- [Rows from a dataset]
>>>>>
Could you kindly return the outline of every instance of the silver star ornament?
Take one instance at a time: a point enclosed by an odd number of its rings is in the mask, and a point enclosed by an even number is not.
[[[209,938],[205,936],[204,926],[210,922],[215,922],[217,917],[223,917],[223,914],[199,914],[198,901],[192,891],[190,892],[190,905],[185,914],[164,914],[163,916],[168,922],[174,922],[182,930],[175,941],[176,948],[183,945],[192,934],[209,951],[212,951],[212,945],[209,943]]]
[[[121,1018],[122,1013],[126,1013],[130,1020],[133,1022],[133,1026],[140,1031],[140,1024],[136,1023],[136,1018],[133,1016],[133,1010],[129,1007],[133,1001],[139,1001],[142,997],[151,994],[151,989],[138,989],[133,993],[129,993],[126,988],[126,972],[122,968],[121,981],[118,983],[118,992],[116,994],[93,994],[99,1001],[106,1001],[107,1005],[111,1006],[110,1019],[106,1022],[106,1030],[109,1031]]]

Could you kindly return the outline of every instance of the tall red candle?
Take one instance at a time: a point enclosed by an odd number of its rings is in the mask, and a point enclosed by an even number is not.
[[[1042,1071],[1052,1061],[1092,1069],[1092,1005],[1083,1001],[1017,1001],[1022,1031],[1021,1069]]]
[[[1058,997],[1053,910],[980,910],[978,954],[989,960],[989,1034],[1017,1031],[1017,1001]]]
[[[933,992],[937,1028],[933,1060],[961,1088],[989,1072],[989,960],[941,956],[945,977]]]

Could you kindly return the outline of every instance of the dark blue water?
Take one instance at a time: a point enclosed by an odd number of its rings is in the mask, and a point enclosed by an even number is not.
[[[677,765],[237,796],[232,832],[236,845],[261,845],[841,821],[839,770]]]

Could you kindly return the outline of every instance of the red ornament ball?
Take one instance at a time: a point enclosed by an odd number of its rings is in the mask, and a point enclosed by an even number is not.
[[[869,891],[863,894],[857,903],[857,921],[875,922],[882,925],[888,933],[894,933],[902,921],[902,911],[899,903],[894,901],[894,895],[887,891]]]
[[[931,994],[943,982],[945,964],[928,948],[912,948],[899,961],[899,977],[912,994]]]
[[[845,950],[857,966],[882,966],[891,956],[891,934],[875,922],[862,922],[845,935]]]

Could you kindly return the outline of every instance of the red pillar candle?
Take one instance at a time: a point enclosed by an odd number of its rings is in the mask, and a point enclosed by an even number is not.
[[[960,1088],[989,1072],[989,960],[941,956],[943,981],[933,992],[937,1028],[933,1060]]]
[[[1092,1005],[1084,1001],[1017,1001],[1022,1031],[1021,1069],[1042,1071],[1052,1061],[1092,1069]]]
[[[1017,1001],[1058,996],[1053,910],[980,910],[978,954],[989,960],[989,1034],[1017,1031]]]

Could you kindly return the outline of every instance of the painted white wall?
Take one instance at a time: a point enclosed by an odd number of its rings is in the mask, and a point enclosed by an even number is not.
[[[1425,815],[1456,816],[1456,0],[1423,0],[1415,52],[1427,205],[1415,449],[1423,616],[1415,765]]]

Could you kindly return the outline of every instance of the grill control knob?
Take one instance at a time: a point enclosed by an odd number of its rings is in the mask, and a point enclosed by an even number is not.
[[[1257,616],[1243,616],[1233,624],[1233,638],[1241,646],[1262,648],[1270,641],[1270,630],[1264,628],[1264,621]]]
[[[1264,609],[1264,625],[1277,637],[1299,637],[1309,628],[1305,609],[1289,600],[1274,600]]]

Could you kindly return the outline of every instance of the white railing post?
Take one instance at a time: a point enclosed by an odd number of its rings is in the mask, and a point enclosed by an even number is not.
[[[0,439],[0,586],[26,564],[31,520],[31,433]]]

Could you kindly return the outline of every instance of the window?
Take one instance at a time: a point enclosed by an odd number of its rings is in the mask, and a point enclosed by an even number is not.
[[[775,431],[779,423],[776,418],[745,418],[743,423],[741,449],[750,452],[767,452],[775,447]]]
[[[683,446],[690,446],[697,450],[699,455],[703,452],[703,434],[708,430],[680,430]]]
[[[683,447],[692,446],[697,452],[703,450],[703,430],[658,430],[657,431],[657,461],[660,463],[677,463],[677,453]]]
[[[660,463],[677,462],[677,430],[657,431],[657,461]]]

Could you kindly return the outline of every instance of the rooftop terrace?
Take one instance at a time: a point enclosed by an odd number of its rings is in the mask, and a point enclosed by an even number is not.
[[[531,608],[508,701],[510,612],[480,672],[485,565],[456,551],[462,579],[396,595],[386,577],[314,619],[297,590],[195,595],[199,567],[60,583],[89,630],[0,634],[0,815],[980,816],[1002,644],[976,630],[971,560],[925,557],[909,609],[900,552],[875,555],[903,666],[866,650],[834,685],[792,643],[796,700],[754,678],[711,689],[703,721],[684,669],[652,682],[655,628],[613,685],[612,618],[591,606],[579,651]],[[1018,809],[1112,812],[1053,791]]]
<<<<<
Repeat the listing exactly, from its first line to its last.

- [Output for this task]
Could you kindly return the outline of every instance of the silver star ornament?
Take one instance at a time: a point enclosed by an odd number of its rings is in the mask, and a point enclosed by an even number is not.
[[[209,938],[205,936],[204,926],[210,922],[215,922],[217,917],[223,917],[223,914],[199,914],[198,901],[192,891],[190,892],[190,905],[185,914],[164,914],[163,916],[168,922],[174,922],[182,930],[175,941],[176,948],[183,945],[192,934],[209,951],[212,951],[212,945],[209,943]]]
[[[121,1018],[122,1013],[126,1013],[130,1020],[133,1022],[133,1026],[140,1031],[140,1024],[136,1023],[136,1018],[133,1016],[133,1010],[129,1007],[133,1001],[139,1001],[142,997],[151,994],[151,989],[138,989],[133,993],[129,993],[126,988],[126,972],[122,968],[121,981],[118,983],[118,992],[116,994],[93,994],[99,1001],[106,1001],[107,1005],[111,1006],[110,1019],[106,1022],[106,1030],[109,1031]]]

Could you kindly return the outline of every instance of the tall red candle?
Take one instance at a time: a point enclosed by an odd number of its rings is in the mask, and a point enclosed by an even number is not.
[[[1042,1071],[1052,1061],[1092,1069],[1092,1005],[1083,1001],[1017,1001],[1022,1031],[1021,1069]]]
[[[1058,997],[1053,910],[980,910],[978,954],[989,960],[989,1034],[1017,1031],[1017,1001]]]
[[[933,992],[937,1028],[933,1060],[961,1088],[989,1072],[989,960],[941,956],[945,977]]]

Could you kindly return the outline of every instance of the dark blue water?
Take one instance at a time: a point enclosed by an odd number of its rings is in the mask, and a point enclosed by an even number is not.
[[[677,765],[237,796],[232,832],[236,845],[261,845],[841,821],[839,770]]]

Could you kindly return the outline of every instance of the red ornament ball?
Take one instance at a time: a point enclosed by an odd number of its rings is in the mask, and a point enclosed by an even number is not.
[[[869,891],[863,894],[857,903],[857,921],[875,922],[882,925],[888,933],[894,933],[902,921],[902,911],[899,903],[894,901],[894,895],[887,891]]]
[[[931,994],[943,982],[945,964],[928,948],[912,948],[899,961],[899,977],[912,994]]]
[[[845,950],[857,966],[882,966],[891,956],[891,934],[875,922],[862,922],[845,935]]]

Could you kindly return the outline of every instance of the red pillar candle?
Take one instance at a time: a point enclosed by an odd number of its rings is in the mask, and a point enclosed by an even number is not.
[[[960,1088],[989,1072],[989,960],[941,956],[943,981],[933,992],[937,1028],[933,1060]]]
[[[1092,1005],[1084,1001],[1017,1001],[1022,1031],[1021,1069],[1042,1071],[1052,1061],[1092,1069]]]
[[[1017,1001],[1058,996],[1053,910],[980,910],[978,954],[989,960],[989,1034],[1017,1031]]]

Could you kindly return the outline of every instance of the painted white wall?
Take one instance at a time: a point enclosed by an odd number of its rings is in the mask, and a point enclosed by an even number is not.
[[[1425,815],[1456,816],[1456,0],[1423,0],[1415,52],[1427,205],[1415,449],[1423,616],[1415,765]]]

Could you kindly return the outline of every instance of the grill control knob?
Take one instance at a time: a point enclosed by an odd number of its rings is in the mask, and a point enclosed by an even number is not.
[[[1257,616],[1243,616],[1233,624],[1233,638],[1241,646],[1262,648],[1270,641],[1270,630],[1264,628],[1264,621]]]
[[[1264,609],[1264,625],[1277,637],[1299,637],[1309,628],[1305,609],[1289,600],[1274,600]]]

Could you kindly return the outline of every instance of the white railing post?
Take one instance at a time: a point enclosed by an odd number of its rings is in the mask, and a point enclosed by an even number is not.
[[[0,439],[0,586],[26,564],[31,520],[31,433]]]

Could you kindly return the outline of every instance of the window?
Take one instance at a time: a point enclosed by an odd number of its rings is in the mask, and a point enclosed by an even number is not.
[[[775,431],[779,423],[776,418],[745,418],[743,423],[741,449],[750,452],[767,452],[775,447]]]
[[[683,446],[690,446],[697,450],[699,455],[703,452],[703,434],[708,430],[680,430]]]
[[[683,447],[692,446],[697,452],[703,450],[703,430],[658,430],[657,431],[657,461],[660,463],[677,463],[677,453]]]
[[[660,463],[677,462],[677,430],[657,431],[657,461]]]

Could you kindly return the outline of every instance of the rooftop terrace?
Take one instance at a time: a point enclosed by an odd number of its rings is in the mask, and a point enclosed by an even number is not.
[[[531,608],[508,701],[510,612],[480,672],[485,565],[456,551],[462,579],[396,595],[386,577],[314,619],[297,590],[195,595],[199,567],[60,583],[89,630],[0,634],[0,815],[980,816],[1002,644],[976,630],[971,560],[925,557],[909,609],[900,552],[875,555],[903,666],[866,650],[834,685],[792,643],[796,700],[754,678],[711,689],[703,721],[684,669],[652,682],[655,628],[613,685],[612,618],[591,606],[579,651]],[[1018,809],[1112,812],[1053,791]]]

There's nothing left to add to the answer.